▶ _PROMPT_
Make an exact copy of all the records that follow, apart from the pictures.

BEGIN

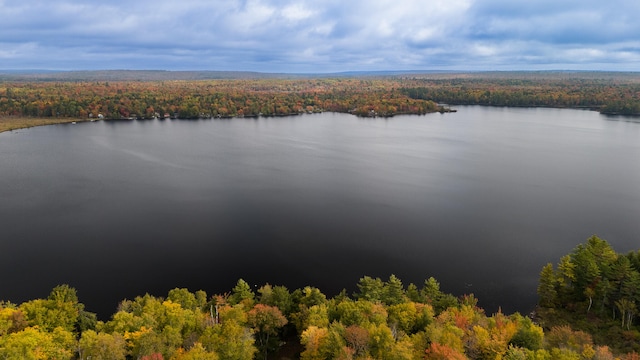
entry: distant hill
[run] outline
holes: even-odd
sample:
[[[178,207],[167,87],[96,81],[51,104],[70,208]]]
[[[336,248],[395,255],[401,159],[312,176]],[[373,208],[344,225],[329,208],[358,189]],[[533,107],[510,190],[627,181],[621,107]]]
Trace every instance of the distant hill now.
[[[327,77],[387,77],[445,74],[445,71],[394,70],[345,71],[335,73],[267,73],[255,71],[169,71],[169,70],[0,70],[0,80],[11,81],[169,81],[215,79],[305,79]]]
[[[87,71],[2,71],[0,80],[14,81],[169,81],[212,79],[289,78],[295,75],[249,71],[165,71],[165,70],[87,70]]]
[[[384,70],[345,71],[335,73],[267,73],[255,71],[168,71],[168,70],[1,70],[0,81],[170,81],[215,79],[308,79],[347,77],[410,77],[410,78],[587,78],[640,79],[640,72],[602,71],[443,71]]]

END

▶ _ANSWER FOR THE TASK_
entry: distant hill
[run] outline
holes: even-odd
sample:
[[[178,207],[167,87],[96,81],[51,104],[70,208]]]
[[[336,248],[395,255],[401,159],[312,176]],[[373,208],[344,225],[329,208],[358,189]],[[533,107],[510,190],[627,181],[621,107]]]
Trace every instance of the distant hill now.
[[[327,77],[387,77],[445,74],[445,71],[394,70],[345,71],[335,73],[267,73],[255,71],[169,71],[169,70],[0,70],[0,80],[11,81],[169,81],[215,79],[305,79]]]
[[[87,71],[2,71],[0,80],[14,81],[169,81],[212,79],[289,78],[295,75],[249,71],[165,71],[165,70],[87,70]]]
[[[384,70],[345,71],[335,73],[267,73],[255,71],[168,71],[168,70],[1,70],[0,81],[170,81],[215,79],[308,79],[347,77],[410,77],[410,78],[587,78],[640,79],[640,72],[602,71],[443,71]]]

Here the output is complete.